== Testo fornito ==
########

Repubblica Cult 13.11.16
Così teoria e vita s’intrecciano in Jung
Una
monografia di Romano Màdera sull’eredità terapeutica e culturale dello
psicanalista svizzero. A partire dalla sua dimensione storica e
biografica
di Moreno Montanari
Peccato che il
sottotitolo, L’opera al rosso, non appaia direttamente nella copertina
di questa monografia sull’eredità terapeutico-culturale dell’opera
junghiana. Scegliendo il Libro rosso come punto di vista privilegiato
per comprendere la psicologia del profondo, Romano Màdera invita a
guardare l’opera junghiana come un esperimento personale nel quale
teoria e vita si comprendono e si trasformano vicendevolmente. Nel Libro
rosso Jung vive infatti in prima persona la straziante lacerazione tra
“lo spirito del suo tempo” che, anche grazie alla mediazione di
Nietzsche, gli appare del tutto privo di senso, e lo “spirito del
profondo” il quale, ben lungi dal ridursi a quell’oscuro serbatoio di
pulsioni irrazionali descritto da Freud, gli si rivela come
un’inesauribile eccedenza di senso. Questa, tuttavia, parla per
immagini: archetipi che richiedono una rinnovata ermeneutica simbolica
capace di cimentarsi non solo con il materiale onirico ma anche con le
religioni, i miti, l’arte e la cultura in generale.

########

== Consegne ==
(a) Traduci in inglese questa frase della recensione: "Scegliendo il Libro rosso come punto di vista privilegiato per comprendere la psicologia del profondo, Romano Màdera invita a guardare l’opera junghiana come un esperimento personale nel quale teoria e vita si comprendono e si trasformano vicendevolmente."
(b) Per ciascuna affermazione indica se concorda con la recensione (sì o no) e cita le parole del testo che lo stabiliscono.
(i) Il sottotitolo "L’opera al rosso" compare direttamente sulla copertina della monografia.
(ii) Lo spirito del suo tempo appare a Jung privo di senso.
(iii) Gli archetipi richiedono un'ermeneutica limitata al materiale onirico.
(c) Secondo la recensione, in quale opera Jung vive in prima persona la lacerazione tra lo spirito del suo tempo e lo spirito del profondo?

########

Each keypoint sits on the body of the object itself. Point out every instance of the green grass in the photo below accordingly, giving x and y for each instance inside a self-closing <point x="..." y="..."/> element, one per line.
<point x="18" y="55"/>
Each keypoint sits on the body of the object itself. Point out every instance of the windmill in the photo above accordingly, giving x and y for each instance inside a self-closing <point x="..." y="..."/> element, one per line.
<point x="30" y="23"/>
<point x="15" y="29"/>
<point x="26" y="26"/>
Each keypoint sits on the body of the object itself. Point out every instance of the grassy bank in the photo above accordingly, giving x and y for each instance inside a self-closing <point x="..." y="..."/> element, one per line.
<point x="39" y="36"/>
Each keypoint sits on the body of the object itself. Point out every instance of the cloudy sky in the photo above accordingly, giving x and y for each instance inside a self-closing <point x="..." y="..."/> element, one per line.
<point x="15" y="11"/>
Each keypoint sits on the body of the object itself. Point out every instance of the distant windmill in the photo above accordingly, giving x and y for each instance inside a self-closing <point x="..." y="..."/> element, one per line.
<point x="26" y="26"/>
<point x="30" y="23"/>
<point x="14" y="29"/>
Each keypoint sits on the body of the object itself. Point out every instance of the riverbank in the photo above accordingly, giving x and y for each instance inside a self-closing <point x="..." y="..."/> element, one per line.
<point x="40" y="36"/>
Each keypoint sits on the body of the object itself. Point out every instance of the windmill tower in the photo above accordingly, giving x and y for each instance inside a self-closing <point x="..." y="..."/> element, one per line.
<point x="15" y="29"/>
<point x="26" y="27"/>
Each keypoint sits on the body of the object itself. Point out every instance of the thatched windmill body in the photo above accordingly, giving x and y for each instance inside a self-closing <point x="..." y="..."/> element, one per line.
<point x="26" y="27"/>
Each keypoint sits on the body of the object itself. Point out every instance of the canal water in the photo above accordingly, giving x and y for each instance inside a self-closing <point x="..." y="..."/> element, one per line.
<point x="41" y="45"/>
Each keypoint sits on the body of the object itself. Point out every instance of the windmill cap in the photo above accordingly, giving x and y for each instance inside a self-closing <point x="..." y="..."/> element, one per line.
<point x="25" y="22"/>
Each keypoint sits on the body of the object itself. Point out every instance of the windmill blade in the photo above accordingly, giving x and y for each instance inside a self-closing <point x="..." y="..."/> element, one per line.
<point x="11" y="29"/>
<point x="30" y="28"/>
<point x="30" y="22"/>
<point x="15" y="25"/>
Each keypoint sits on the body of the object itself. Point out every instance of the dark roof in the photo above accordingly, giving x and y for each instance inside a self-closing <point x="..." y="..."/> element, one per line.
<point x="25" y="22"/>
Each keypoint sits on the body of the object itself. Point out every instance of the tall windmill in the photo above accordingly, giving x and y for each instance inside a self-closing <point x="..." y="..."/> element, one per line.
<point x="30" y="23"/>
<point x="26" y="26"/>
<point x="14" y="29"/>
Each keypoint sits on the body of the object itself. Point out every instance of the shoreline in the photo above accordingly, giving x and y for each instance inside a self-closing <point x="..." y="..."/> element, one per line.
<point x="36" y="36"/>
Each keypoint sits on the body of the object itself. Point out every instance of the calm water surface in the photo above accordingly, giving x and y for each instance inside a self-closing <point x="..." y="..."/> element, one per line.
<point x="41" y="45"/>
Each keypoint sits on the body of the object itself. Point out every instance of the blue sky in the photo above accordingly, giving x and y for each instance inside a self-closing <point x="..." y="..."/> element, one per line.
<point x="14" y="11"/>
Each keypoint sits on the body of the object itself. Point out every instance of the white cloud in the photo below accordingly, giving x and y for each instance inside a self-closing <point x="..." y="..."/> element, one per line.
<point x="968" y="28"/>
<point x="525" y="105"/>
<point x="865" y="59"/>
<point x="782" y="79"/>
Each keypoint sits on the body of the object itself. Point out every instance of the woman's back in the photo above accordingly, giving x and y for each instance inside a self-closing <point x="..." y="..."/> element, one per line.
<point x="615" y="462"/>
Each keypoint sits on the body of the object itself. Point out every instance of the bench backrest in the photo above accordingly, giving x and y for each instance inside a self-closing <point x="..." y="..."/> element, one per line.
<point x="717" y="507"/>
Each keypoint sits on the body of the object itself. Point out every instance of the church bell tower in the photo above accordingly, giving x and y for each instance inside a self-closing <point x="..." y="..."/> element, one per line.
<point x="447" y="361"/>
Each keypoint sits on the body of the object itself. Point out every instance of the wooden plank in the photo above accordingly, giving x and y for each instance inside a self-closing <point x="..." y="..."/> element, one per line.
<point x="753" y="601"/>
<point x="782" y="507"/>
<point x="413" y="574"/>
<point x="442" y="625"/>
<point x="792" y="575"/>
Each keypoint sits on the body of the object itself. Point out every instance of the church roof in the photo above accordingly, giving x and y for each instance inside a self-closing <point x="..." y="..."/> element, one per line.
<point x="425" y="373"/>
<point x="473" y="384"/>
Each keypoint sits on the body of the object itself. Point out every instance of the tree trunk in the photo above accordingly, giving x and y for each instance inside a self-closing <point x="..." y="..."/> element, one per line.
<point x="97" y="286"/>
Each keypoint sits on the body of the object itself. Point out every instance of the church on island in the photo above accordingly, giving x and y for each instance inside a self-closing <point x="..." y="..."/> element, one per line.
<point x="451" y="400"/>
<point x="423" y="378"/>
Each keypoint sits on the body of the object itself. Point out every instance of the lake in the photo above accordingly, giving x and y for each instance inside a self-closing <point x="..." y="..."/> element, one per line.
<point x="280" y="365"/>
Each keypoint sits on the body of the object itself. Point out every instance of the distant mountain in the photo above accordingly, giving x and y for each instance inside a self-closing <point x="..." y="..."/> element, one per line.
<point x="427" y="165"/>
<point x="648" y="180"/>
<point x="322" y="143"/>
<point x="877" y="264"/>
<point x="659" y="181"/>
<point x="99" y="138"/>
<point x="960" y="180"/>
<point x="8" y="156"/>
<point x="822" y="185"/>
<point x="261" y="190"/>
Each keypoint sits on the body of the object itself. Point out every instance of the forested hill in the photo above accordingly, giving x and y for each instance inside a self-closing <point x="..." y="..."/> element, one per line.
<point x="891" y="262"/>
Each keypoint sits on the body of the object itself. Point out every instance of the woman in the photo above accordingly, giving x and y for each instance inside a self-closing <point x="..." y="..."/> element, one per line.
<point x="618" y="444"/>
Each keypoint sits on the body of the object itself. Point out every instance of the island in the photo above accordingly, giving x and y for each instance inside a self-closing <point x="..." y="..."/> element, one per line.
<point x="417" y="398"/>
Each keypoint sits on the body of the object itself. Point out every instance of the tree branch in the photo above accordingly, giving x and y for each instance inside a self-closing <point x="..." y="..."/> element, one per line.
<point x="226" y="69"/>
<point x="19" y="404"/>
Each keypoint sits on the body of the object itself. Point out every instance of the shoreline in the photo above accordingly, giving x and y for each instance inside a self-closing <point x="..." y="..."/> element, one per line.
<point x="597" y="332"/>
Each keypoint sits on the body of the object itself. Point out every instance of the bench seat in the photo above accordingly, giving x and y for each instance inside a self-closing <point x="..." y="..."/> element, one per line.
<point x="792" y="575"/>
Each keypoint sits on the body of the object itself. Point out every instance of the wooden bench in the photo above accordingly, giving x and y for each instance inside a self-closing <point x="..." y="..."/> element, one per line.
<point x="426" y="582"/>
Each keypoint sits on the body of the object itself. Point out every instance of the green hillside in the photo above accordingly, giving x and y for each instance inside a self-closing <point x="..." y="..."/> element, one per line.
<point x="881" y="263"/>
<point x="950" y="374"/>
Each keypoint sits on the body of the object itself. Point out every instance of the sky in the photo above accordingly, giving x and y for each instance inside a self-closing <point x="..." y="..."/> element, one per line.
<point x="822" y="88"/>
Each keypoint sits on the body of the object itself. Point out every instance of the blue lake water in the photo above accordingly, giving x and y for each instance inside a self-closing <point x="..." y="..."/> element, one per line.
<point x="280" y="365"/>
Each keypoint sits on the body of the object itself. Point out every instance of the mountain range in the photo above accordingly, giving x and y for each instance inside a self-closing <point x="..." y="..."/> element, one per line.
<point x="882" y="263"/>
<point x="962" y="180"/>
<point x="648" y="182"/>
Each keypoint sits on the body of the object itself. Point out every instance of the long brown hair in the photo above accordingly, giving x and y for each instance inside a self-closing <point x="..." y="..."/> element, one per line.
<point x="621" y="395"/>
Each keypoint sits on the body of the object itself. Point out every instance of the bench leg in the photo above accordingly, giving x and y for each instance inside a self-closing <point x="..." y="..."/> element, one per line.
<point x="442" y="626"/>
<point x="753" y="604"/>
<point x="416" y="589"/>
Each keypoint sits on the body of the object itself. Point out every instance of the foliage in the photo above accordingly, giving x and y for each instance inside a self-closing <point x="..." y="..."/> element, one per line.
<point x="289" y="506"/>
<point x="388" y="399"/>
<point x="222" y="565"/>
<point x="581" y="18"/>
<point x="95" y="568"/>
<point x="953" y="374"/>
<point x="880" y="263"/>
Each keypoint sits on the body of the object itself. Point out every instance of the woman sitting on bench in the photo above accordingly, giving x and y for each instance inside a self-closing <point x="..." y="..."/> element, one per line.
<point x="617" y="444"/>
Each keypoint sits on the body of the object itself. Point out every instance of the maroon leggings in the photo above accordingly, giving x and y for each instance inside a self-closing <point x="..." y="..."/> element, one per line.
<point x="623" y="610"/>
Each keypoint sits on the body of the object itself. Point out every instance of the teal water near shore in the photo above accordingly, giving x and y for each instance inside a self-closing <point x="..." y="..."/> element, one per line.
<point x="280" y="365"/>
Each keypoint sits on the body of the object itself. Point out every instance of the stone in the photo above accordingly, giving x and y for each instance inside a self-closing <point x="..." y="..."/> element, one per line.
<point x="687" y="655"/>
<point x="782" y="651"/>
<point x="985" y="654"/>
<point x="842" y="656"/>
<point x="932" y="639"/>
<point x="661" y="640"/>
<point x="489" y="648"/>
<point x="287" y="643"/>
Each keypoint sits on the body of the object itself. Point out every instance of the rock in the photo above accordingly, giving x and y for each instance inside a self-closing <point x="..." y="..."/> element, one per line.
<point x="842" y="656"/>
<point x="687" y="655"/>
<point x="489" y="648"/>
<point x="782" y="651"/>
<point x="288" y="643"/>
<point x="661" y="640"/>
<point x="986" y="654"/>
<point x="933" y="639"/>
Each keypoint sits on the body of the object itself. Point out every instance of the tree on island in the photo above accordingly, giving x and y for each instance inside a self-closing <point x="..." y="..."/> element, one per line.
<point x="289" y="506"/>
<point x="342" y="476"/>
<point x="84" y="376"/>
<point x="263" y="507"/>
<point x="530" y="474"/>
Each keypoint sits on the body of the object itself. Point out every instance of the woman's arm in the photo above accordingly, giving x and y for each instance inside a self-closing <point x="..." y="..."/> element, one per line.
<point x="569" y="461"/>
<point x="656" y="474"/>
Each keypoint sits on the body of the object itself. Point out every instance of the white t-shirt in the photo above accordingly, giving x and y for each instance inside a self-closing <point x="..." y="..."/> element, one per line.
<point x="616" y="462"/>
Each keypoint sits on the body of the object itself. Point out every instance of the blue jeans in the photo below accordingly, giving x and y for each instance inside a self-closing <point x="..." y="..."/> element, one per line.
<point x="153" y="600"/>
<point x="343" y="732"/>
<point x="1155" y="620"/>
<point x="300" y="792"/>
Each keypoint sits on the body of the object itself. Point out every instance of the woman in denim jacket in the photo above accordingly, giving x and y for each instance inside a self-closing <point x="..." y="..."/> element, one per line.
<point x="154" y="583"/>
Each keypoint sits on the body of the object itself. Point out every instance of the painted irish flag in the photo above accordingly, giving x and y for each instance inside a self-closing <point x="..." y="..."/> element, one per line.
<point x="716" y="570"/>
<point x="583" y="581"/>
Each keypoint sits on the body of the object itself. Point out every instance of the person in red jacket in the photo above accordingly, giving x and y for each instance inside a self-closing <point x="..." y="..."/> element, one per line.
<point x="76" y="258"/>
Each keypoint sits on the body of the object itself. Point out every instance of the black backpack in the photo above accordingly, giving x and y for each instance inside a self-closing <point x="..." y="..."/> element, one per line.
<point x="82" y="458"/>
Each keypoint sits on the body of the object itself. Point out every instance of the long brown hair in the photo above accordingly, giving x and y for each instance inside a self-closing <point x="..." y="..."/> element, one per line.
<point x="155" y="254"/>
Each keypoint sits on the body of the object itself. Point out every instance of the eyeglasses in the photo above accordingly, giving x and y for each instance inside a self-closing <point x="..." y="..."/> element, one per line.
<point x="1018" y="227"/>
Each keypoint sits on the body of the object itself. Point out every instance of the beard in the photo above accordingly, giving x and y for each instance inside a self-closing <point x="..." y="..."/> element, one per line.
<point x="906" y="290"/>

########

== Soluzioni ==
(a) By choosing the Red Book as a privileged vantage point for understanding depth psychology, Romano Màdera invites us to look at Jung's work as a personal experiment in which theory and life understand and transform each other.

(b)
(i) No: "Peccato che il sottotitolo, L’opera al rosso, non appaia direttamente nella copertina"
(ii) Sì: "“lo spirito del suo tempo” che, anche grazie alla mediazione di Nietzsche, gli appare del tutto privo di senso"
(iii) No: "capace di cimentarsi non solo con il materiale onirico ma anche con le religioni, i miti, l’arte e la cultura in generale"

(c) Nel Libro rosso.